» ACTION ITEM
Each line below needs to be printed again exactly.

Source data
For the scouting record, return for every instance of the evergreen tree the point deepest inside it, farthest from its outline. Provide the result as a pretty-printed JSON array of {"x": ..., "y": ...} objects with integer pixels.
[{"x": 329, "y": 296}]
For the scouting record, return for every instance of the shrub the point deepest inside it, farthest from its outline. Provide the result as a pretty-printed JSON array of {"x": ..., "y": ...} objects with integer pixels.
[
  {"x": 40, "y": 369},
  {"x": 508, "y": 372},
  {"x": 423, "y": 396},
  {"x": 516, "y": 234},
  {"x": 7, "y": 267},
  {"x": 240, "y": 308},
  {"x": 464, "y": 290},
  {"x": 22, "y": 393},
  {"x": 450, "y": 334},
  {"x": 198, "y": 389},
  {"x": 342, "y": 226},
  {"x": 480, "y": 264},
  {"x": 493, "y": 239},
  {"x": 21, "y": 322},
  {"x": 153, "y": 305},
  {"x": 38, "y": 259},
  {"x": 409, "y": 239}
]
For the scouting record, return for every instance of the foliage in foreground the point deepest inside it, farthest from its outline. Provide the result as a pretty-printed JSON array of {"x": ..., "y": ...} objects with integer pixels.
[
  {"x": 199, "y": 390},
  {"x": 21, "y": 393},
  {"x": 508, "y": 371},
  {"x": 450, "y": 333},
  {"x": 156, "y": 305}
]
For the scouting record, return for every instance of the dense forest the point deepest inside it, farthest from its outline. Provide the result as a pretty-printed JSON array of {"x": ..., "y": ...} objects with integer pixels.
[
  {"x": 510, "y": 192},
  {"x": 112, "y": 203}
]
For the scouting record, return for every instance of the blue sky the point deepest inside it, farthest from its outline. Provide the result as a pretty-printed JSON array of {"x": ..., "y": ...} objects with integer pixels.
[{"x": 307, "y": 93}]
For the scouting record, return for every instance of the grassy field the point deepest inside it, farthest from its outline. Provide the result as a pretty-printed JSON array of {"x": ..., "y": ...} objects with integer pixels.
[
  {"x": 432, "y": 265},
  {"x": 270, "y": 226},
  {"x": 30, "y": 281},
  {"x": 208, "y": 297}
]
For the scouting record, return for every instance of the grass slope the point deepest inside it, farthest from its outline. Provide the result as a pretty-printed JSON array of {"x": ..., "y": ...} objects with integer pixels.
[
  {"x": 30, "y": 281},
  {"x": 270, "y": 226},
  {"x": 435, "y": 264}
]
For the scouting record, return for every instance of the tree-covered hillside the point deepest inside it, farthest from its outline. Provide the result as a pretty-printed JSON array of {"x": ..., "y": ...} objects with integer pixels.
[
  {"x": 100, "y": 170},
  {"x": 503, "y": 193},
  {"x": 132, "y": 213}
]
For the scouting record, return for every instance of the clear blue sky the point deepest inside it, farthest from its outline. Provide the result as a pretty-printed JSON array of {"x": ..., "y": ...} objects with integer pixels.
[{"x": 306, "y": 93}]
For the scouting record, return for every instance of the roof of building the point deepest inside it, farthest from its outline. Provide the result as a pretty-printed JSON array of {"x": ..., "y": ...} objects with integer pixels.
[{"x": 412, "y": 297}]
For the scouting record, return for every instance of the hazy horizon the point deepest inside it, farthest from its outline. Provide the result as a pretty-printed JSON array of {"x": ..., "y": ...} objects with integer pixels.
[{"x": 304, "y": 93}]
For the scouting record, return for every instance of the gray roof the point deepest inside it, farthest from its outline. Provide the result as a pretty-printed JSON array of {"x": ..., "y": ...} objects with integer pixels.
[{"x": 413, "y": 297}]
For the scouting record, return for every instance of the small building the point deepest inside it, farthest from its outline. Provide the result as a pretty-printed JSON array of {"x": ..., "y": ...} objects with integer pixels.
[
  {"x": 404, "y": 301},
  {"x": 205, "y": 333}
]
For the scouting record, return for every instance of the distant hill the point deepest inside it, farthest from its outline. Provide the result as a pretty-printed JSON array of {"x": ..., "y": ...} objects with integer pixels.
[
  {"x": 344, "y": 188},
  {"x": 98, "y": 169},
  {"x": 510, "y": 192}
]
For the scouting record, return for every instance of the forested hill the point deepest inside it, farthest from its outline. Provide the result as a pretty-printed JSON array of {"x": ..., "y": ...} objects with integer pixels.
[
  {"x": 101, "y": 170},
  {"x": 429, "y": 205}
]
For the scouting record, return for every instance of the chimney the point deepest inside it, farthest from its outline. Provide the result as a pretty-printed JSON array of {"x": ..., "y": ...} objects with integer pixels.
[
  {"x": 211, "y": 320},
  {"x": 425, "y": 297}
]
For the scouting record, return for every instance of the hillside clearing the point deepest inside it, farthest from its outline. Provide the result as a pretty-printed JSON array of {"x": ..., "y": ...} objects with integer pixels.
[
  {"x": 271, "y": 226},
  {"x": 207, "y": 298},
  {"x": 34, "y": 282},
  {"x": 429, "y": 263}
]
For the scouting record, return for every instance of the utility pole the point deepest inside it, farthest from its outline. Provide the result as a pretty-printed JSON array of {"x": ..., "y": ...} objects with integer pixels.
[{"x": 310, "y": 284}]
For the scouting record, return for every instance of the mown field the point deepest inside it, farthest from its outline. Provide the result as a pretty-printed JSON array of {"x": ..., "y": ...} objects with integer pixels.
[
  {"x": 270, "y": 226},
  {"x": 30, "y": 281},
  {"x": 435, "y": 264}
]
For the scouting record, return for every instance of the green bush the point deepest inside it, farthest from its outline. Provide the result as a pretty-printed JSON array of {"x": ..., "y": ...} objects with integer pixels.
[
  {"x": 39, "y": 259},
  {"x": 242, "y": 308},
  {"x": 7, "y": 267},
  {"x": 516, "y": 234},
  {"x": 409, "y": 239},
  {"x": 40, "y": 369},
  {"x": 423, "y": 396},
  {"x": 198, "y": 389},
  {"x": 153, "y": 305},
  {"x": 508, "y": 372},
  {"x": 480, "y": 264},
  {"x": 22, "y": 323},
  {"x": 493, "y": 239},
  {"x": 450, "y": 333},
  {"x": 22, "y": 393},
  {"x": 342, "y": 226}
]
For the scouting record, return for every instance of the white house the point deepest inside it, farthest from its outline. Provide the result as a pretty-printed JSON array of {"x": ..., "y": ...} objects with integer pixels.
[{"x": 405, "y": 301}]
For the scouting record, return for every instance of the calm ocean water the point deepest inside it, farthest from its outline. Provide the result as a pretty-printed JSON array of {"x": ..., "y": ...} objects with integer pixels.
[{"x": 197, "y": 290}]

» RESPONSE TO THE EXERCISE
For the scouting record, return for every instance of the evergreen tree the point deepest inside it, farthest from its outline. Provide the result as a pretty-printed JSON array of {"x": ..., "y": ...} objects with integer pixels.
[{"x": 329, "y": 296}]
For the scouting record, return for every instance of the shrub the point deepest inside it, farthest from its outline. Provide the result as a pretty-printed JSON array of {"x": ..., "y": ...} objects with integer pixels.
[
  {"x": 40, "y": 369},
  {"x": 508, "y": 372},
  {"x": 423, "y": 396},
  {"x": 516, "y": 234},
  {"x": 7, "y": 267},
  {"x": 240, "y": 308},
  {"x": 464, "y": 290},
  {"x": 22, "y": 393},
  {"x": 450, "y": 334},
  {"x": 198, "y": 389},
  {"x": 342, "y": 226},
  {"x": 480, "y": 264},
  {"x": 493, "y": 239},
  {"x": 21, "y": 322},
  {"x": 153, "y": 305},
  {"x": 38, "y": 259},
  {"x": 409, "y": 239}
]
For the scouting record, return for every instance of the foliage in foreground the point deepest inside it, farthest from its outline. Provide the result as a pretty-printed JSON array of {"x": ..., "y": ...} objects with integer pixels.
[
  {"x": 199, "y": 390},
  {"x": 21, "y": 393},
  {"x": 508, "y": 371},
  {"x": 450, "y": 333},
  {"x": 156, "y": 305}
]
For the scouting record, return for every instance of the dense forest the point deepest inside it, farthest from its outline. Provide the result as a pretty-printed JSON array of {"x": ..., "y": ...} objects with integer pixels.
[
  {"x": 510, "y": 192},
  {"x": 112, "y": 203}
]
For the scouting record, return for every instance of the blue sky the point deepest inside it, farthest from its outline. Provide the result as a pretty-printed JSON array of {"x": ..., "y": ...} objects with integer pixels.
[{"x": 307, "y": 93}]
For the scouting record, return for every instance of the grassy field the point deepest inside it, farthest from its outline. Provide the result as a pretty-printed JSON array of {"x": ..., "y": ...} objects with integer pixels.
[
  {"x": 432, "y": 265},
  {"x": 270, "y": 226},
  {"x": 30, "y": 281},
  {"x": 208, "y": 297}
]
For the scouting record, return for every instance of the grass slope the point deepest inside it, farthest from its outline. Provide the result as a pretty-printed JSON array of {"x": ..., "y": ...} objects with integer pixels.
[
  {"x": 30, "y": 281},
  {"x": 270, "y": 226},
  {"x": 435, "y": 264}
]
For the scouting record, return for every instance of the tree-covered hillside the point deepest inside it, farthest from its outline. Provide the result as a pretty-printed JSON array of {"x": ..., "y": ...} objects with integer pixels.
[
  {"x": 100, "y": 170},
  {"x": 503, "y": 193},
  {"x": 132, "y": 213}
]
For the scouting record, return for every instance of the clear blue sky the point deepest inside it, farthest from its outline. Provide the result as a pretty-printed JSON array of {"x": ..., "y": ...} objects with integer pixels.
[{"x": 306, "y": 93}]
For the scouting record, return for every instance of the roof of building the point deepest inside it, farthest from its outline. Provide the result as a pretty-printed JSON array of {"x": ..., "y": ...} objects with integer pixels.
[{"x": 412, "y": 297}]
For the scouting record, return for every instance of the hazy horizon the point deepest inside it, farthest from its outline. Provide the result as a pretty-printed JSON array of {"x": ..., "y": ...} objects with integer pixels.
[{"x": 304, "y": 93}]
For the scouting record, return for every instance of the gray roof the point deepest inside it, farthest from its outline. Provide the result as a pretty-printed JSON array of {"x": ..., "y": ...} objects with integer pixels.
[{"x": 413, "y": 297}]
For the scouting record, return for every instance of the small building the point deepest inside it, farthest from its outline. Provide the result as a pretty-printed JSON array of {"x": ..., "y": ...} objects with integer pixels.
[
  {"x": 404, "y": 301},
  {"x": 205, "y": 333}
]
For the scouting record, return for every instance of the distant hill the point deepest inside it, farthest from its outline. Provide the result as a pretty-printed JSON array of {"x": ..., "y": ...} objects with integer pixels.
[
  {"x": 344, "y": 188},
  {"x": 98, "y": 169},
  {"x": 510, "y": 192}
]
For the scouting record, return for every instance of the forested hill the point deepest inside it, farthest from its outline. Provide the result as a pretty-printed JSON array of {"x": ..., "y": ...} objects with integer pixels.
[
  {"x": 101, "y": 170},
  {"x": 429, "y": 205}
]
For the scouting record, return for every instance of the chimney the point deepest inside it, farthest from its outline. Provide the result as a pretty-printed JSON array of {"x": ..., "y": ...} objects with integer pixels.
[
  {"x": 211, "y": 320},
  {"x": 425, "y": 297}
]
For the scouting record, return for every instance of the hillside clearing the point deepest inside it, farthest from its outline. Provide the result as a pretty-printed JSON array of {"x": ..., "y": ...} objects with integer pixels.
[
  {"x": 271, "y": 226},
  {"x": 207, "y": 298},
  {"x": 34, "y": 282},
  {"x": 429, "y": 263}
]
For the scouting record, return for every instance of the utility pole the point deepest inside it, farthest from its outline. Provide the result as a pretty-printed JSON array of {"x": ..., "y": ...} objects with integer pixels.
[{"x": 310, "y": 284}]
For the scouting record, return for every instance of the mown field the point deepest inside it, farthest from its outline. Provide the result as a pretty-printed JSON array of {"x": ..., "y": ...} objects with integer pixels.
[
  {"x": 270, "y": 226},
  {"x": 30, "y": 281},
  {"x": 435, "y": 264}
]
For the scouting record, return for every instance of the green bush the point deepest inside it, farthest from its outline. Provide the result as a pretty-printed JSON array of {"x": ..., "y": ...} objects with integer pixels.
[
  {"x": 39, "y": 259},
  {"x": 242, "y": 308},
  {"x": 7, "y": 267},
  {"x": 516, "y": 234},
  {"x": 409, "y": 239},
  {"x": 40, "y": 369},
  {"x": 423, "y": 396},
  {"x": 198, "y": 389},
  {"x": 153, "y": 305},
  {"x": 508, "y": 372},
  {"x": 480, "y": 264},
  {"x": 22, "y": 323},
  {"x": 493, "y": 239},
  {"x": 450, "y": 333},
  {"x": 22, "y": 393},
  {"x": 342, "y": 226}
]
For the scouting record, return for every instance of the white house the point deepest inside it, farthest from its outline. Provide the result as a pretty-printed JSON array of {"x": ..., "y": ...} objects with integer pixels.
[{"x": 405, "y": 301}]
For the scouting record, return for every instance of the calm ocean water the point deepest inside it, farthest from its outline. Provide the result as a pretty-printed JSON array of {"x": ..., "y": ...} objects with integer pixels.
[{"x": 197, "y": 290}]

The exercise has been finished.